EXERCISE REQUIREMENTS:
1. According to the blog excerpt, why does the commenter consider loving What Not to Wear "extra terrible"?
2. In the blog excerpt, the commenter quotes a list of places to look for ill-fitting clothes. Name every place on that list.
3. Reproduce the part of the blog excerpt that begins with the words "It'd be like" and ends after "kept paying money.".

===== EXCERPT =====

Is it just me, or is my Spam folder in my e-mail just a haven for all sorts of ways to increase sexual function?  Two and two.

Now we're in the home stretch of the clothing event.  This is where we finally convince Friend A to let the fashion experts guide him.  Of course, it's all been an act this entire time.  Friend A does not dress great in the terms of the fashion experts, but he is moderately civilized.  His socks match not only his pants and shoes, but each other.  That is the height of fashion.

They spend a lavish amount of money on his coiffure as well!  Perhaps they bring an old lover to the set to show her what she could have had if she'd only taken him on a shallow reality show!  As if Friend A would want someone so shallow!  He is a trend-setter!  He is stardust!  He has moxie!  Plaid moxie!  Two kinds of plaid moxie!  At the same time!  What a taste-maker he is now!  Even the simplest of sentences in this paragraph deserves an exclamation mark!

By now the hosts are just going gaga over their own awesomeness.  The awesometer can only go so far to the right before it swings back around, pendulum-style, to the other end of the, well, pendulum.  The hosts collapse into gibbering puddles of drool, and the end credits roll as the episode is entered into the annals as easily one of the Top Seventeen Episodes of "What Not to Wear."  Even I'm starting to buy into the hype.  And, hey, I'm the same size as Friend A so I get to wear all that expensive crap he got for being on the show. Didn't see that coming, did you, Friend A?

There would be a huge promotional package for the upcoming season.  My friend would be prominently featured on it.  Even I would make it into a few cut scenes in the commercials.  We'd be minor celebrities.

And that's when the show would get canceled.

Well, maybe there's a Hoarders spin-off to yet bamboozle myself into.

1 comment:

  1. Alright, so apparently your blog inspires me to plunk horrible truths about myself into the blogosphere.

    I love What Not to Wear.

    Ug. I said it. Really now. I should be sleeping but instead I'm telling random people -and you, John- secrets better left unsaid.

    The reason it is extra terrible is that I tout myself as anti-TV. Philosophically speaking, I am. Progress not perfection, eh? (to be fair I don't make sure to watch - but I'll get sucked in if it's on and I'm in the room)

    Anyhow, the real gem here - the real fame to be had - is in a show hosted by you that does what you promise to do to friend A but do it for people all over the nation, "go to the thrift store or rummage through dumpsters or hit up FreeCycle and look for the most ill-fitting clothes possible. There would be conflicting patterns, multiple, layered plaids, and the like." Maybe you could call it What to Wear.

    The folks who'd been dressed down on your show to become divine ragamuffins would get nominated to go to Stacy and Clinton's (that's their names) show and become all fancied up. Then the ones coming out of their show would be nominated for yours for being way too fancy for their guttersnipe friends.

    It'd be like the Sneeches! You know when McBean comes to town?

    "Off again! On again! In again! Out again!
    Through the machines they raced round and about again,

    Changing their stars every minute or two. They kept paying money.
    They kept running through until the [ragamuffin] nor the [fancy-pants] knew
    Whether this one was that one or that one was this one. Or which one
    Was what one or what one was who."

===== DATA SUPPLIED =====

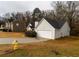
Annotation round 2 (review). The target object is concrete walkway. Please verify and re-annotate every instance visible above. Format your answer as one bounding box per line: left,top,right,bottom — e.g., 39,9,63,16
0,38,48,44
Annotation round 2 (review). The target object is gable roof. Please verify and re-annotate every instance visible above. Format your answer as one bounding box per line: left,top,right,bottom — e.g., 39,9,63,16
45,18,66,29
36,18,66,29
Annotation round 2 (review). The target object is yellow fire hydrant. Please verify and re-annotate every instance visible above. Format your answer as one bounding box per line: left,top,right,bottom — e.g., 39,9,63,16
12,40,19,50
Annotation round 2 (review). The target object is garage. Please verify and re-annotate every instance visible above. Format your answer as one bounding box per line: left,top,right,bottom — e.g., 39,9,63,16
38,31,52,39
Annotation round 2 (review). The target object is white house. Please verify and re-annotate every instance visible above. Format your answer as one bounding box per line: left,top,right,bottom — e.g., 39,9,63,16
35,18,70,39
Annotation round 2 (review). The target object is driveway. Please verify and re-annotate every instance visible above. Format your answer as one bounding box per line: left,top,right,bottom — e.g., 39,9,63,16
0,37,48,44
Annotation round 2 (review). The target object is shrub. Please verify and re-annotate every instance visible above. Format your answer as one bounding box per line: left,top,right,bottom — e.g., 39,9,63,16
25,31,37,37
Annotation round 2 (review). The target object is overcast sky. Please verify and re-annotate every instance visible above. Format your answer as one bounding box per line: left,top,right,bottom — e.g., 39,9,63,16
0,1,52,15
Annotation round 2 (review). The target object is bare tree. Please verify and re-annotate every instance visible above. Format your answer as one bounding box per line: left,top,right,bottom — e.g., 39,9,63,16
51,1,79,32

=====

ANSWER SET:
1. The commenter says it is extra terrible because they tout themselves as anti-TV.

2. The thrift store, dumpsters, and FreeCycle.

3.
It'd be like the Sneeches! You know when McBean comes to town?

    "Off again! On again! In again! Out again!
    Through the machines they raced round and about again,

    Changing their stars every minute or two. They kept paying money.